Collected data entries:
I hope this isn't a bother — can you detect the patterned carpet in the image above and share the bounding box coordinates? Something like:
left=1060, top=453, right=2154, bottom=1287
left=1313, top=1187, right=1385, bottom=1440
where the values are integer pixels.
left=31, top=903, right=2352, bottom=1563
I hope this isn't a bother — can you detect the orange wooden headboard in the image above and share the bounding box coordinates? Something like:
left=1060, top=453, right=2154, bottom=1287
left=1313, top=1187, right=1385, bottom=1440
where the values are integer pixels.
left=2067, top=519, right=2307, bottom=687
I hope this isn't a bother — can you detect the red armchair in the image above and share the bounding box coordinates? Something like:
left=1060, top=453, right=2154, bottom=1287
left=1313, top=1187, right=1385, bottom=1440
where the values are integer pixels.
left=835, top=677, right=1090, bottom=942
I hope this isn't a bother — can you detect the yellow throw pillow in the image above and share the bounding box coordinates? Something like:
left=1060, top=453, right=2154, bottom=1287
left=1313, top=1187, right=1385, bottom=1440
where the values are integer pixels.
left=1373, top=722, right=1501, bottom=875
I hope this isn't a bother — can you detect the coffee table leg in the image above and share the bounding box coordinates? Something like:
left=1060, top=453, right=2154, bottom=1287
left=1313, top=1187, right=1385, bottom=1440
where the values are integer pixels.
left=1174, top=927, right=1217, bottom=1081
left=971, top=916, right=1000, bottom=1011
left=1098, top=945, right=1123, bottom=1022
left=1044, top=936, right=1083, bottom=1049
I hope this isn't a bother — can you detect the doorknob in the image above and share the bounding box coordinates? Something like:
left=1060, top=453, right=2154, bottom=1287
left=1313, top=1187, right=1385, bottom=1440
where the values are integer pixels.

__To do__. The answer consists of the line holding "detect the yellow" and every line after it up to the end of the records, word for word.

__Solution to the problem__.
I hope this isn't a bother — can you detect the yellow throw pillow in the image above and share the bounding box coordinates? Something like:
left=1060, top=453, right=2154, bottom=1287
left=1313, top=1187, right=1385, bottom=1440
where the values are integer pixels.
left=1373, top=722, right=1501, bottom=875
I hope this isn't a bother — can you detect the coffee table leg in the image above and share the bounding box coordinates? Something like:
left=1060, top=453, right=2154, bottom=1287
left=1313, top=1187, right=1385, bottom=1440
where the values are integer pixels.
left=1174, top=927, right=1217, bottom=1081
left=971, top=916, right=1000, bottom=1011
left=1098, top=945, right=1123, bottom=1022
left=1044, top=936, right=1083, bottom=1049
I hope this isn't a bother — can you detect the doorknob in the image above and share the bounding box coordinates? Something like:
left=1060, top=453, right=2154, bottom=1287
left=1313, top=1187, right=1385, bottom=1440
where the values are integer pixels.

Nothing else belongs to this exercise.